● **TAREFAS PROPOSTAS**:
1. Com base no trecho sobre influenciadores cristãos, responda:
(a) Segundo Gutierres Fernandes Siqueira, qual é uma das razões para o problema?
(b) Em que cidade fica a igreja Cidade Viva?
(c) Como O Retiro se apresenta?
2. Reescreva a passagem do trecho sobre influenciadores cristãos que vai de "O pastor Sérgio" até "de um influenciador.", substituindo "recomenda" por "sugere".

Uma das razões para o problema, segundo o teólogo pentecostal Gutierres Fernandes Siqueira, é a falta de preparo teológico adequado e de experiência pastoral.
“O apóstolo Paulo alertou sobre o perigo de neófitos na fé se tornarem líderes ou mestres”, disse Gutierres, lembrando que um presbítero “não pode ser recém-convertido, para que não se ensoberbeça e caia na mesma condenação em que caiu o Diabo” (1Timóteo 3.6).
“Como consequência do rápido crescimento do cristianismo evangélico no Brasil, há pessoas que acabaram de se converter e agora estão assumindo o papel de influenciador”.
Historicamente, para ser líder era preciso ter uma formação em estudos teológicos ou anos de serviço em uma igreja local, antes de ter a oportunidade de pregar para uma congregação. Assim, ainda que os cristãos busquem ensino para além dos próprios púlpitos, eles devem fazer certas perguntas sobre os criadores de conteúdo e sobre o conteúdo em si.
O pastor Sérgio Queiroz, fundador da Cidade Viva, uma igreja batista de João Pessoa, recomenda que os cristãos levem em conta a formação espiritual, as qualificações e as motivações de um influenciador.
“O influenciador hoje vive um verdadeiro dilema entre produzir um conteúdo mais aprofundado e cuidadoso e produzir um vídeo curto, de fácil consumo e com maior chance de viralizar”, disse Queiroz, que também é professor da Faculdade Internacional Cidade Viva. “Um produtor de conteúdo respeitável deve sempre preferir a profundidade à viralidade.”
Para os recém-chegados à fé, as tentações são muitas. As mídias sociais cristãs no Brasil constituem um ecossistema de negócios que se retroalimenta em larga escala.
Com a crescente popularidade dos influenciadores, as mídias sociais se tornaram uma tentadora oportunidade de negócios para os cristãos brasileiros.
O número de aspirantes a esse posto é tão grande que deu origem a movimentos como O Retiro, que se apresenta como “o maior encontro de influenciadores cristãos do mundo” e cuja “missão é espelhar o evangelho por toda terra através das redes sociais”.

● **DADOS FORNECIDOS**:

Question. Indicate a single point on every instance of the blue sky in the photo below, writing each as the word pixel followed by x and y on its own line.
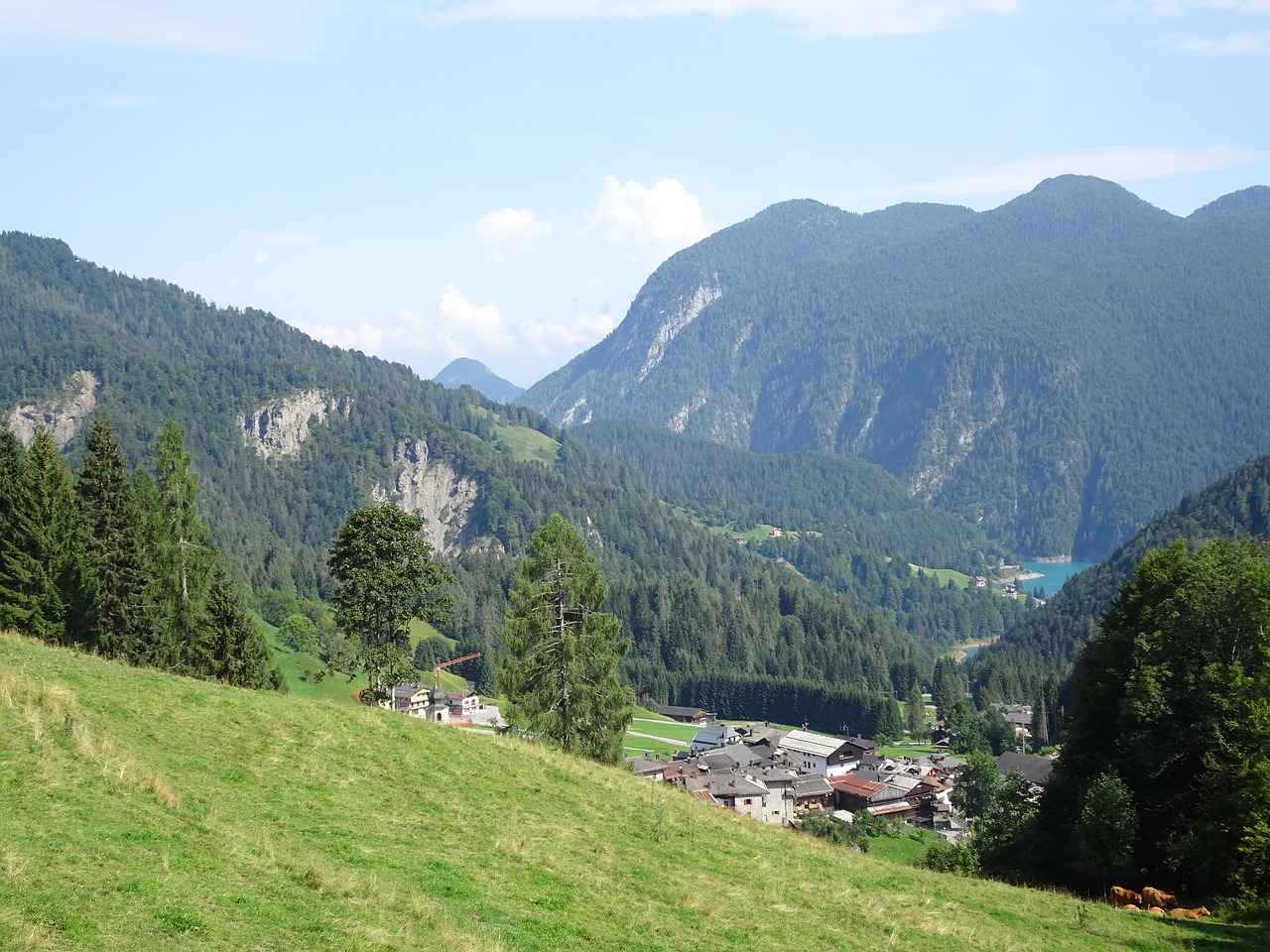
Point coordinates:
pixel 429 179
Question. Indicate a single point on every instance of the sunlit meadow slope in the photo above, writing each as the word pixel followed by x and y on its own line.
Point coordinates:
pixel 144 811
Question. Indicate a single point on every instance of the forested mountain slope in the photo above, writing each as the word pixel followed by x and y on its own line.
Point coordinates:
pixel 1236 506
pixel 1057 370
pixel 289 435
pixel 812 492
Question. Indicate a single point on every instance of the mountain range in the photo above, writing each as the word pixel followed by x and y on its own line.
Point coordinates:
pixel 289 434
pixel 465 371
pixel 1056 371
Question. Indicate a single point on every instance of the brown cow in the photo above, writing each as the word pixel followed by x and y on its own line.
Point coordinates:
pixel 1157 897
pixel 1120 896
pixel 1189 912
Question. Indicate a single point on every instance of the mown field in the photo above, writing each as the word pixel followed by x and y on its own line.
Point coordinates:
pixel 143 811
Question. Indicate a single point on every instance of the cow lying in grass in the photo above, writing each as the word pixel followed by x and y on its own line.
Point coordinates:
pixel 1121 896
pixel 1199 911
pixel 1157 897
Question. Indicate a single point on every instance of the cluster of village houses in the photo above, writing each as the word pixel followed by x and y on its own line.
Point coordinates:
pixel 434 705
pixel 780 775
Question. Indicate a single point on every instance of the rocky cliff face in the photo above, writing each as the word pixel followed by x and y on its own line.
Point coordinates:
pixel 64 416
pixel 432 489
pixel 280 426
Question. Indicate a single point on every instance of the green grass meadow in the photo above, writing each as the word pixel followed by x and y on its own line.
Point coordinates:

● **RESPOSTAS ÀS TAREFAS**:
1.
(a) A falta de preparo teológico adequado e de experiência pastoral.
(b) Em João Pessoa.
(c) Como "o maior encontro de influenciadores cristãos do mundo".

2.
O pastor Sérgio Queiroz, fundador da Cidade Viva, uma igreja batista de João Pessoa, sugere que os cristãos levem em conta a formação espiritual, as qualificações e as motivações de um influenciador.